WORK INSTRUCTIONS ▸ Reproduce, character for character, everything in the material below from the line containing "of the clasped" through the end of the material.

-- start of MATERIAL FOR THIS TASK --

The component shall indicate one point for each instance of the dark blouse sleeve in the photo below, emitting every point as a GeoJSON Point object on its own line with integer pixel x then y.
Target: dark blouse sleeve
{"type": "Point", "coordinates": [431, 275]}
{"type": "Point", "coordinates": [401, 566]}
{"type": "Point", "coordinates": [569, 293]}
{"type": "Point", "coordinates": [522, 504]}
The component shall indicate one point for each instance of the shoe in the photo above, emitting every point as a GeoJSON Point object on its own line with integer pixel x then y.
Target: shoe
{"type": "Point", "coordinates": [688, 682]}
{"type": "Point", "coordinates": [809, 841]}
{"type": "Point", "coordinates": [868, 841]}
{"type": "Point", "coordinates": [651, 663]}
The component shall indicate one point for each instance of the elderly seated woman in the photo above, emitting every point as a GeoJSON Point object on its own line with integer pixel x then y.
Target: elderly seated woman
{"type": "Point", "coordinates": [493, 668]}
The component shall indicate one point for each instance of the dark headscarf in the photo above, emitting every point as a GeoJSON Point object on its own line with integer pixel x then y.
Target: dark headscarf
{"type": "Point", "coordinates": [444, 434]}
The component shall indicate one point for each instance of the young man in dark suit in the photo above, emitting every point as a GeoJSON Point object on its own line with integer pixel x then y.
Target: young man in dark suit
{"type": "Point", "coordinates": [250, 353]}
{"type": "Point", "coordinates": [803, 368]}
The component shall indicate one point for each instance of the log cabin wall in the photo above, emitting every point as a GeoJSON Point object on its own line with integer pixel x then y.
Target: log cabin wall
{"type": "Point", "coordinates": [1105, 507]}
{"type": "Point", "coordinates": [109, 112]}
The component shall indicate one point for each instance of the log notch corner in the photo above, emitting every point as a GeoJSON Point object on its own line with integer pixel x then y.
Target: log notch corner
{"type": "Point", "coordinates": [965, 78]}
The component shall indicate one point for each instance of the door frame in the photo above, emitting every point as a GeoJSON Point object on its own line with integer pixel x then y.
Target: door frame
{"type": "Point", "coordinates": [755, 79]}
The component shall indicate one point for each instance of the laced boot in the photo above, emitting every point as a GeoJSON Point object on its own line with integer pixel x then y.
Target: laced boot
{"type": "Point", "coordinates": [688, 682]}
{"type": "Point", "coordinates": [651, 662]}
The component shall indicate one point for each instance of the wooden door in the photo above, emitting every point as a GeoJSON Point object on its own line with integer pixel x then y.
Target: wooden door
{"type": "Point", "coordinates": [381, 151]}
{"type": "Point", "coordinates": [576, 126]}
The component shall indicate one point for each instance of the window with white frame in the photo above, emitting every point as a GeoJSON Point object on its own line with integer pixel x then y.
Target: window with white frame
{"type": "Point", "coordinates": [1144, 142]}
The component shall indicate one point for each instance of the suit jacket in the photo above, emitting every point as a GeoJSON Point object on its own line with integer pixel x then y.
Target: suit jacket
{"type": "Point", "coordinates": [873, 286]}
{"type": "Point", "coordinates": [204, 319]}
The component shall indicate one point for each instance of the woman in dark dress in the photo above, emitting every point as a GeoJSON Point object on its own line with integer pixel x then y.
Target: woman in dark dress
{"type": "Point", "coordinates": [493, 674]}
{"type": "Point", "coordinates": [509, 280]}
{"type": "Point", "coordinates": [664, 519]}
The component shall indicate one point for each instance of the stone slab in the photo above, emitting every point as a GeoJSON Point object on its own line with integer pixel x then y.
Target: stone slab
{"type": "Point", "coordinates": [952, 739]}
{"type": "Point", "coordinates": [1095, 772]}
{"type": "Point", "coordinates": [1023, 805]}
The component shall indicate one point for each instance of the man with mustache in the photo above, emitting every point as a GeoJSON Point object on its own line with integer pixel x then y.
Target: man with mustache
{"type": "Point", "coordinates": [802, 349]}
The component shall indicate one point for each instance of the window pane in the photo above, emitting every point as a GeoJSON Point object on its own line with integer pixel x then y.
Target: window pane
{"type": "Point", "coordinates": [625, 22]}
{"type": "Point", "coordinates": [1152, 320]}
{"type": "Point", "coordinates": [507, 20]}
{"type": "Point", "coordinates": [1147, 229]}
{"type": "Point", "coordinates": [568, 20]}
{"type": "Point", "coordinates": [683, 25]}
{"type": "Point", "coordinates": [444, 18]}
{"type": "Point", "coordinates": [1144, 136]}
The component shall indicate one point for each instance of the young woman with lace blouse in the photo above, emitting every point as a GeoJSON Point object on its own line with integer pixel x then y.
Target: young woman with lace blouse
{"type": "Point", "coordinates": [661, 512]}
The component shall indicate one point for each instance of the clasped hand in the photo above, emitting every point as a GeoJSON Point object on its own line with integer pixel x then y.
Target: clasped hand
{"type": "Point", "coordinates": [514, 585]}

-- end of MATERIAL FOR THIS TASK --

THE COMPLETED TASK ▸
The component shall indicate one point for each instance of the clasped hand in the photo above, emitting every point as a GeoJSON Point object on its own line with integer pixel x then y.
Target: clasped hand
{"type": "Point", "coordinates": [514, 585]}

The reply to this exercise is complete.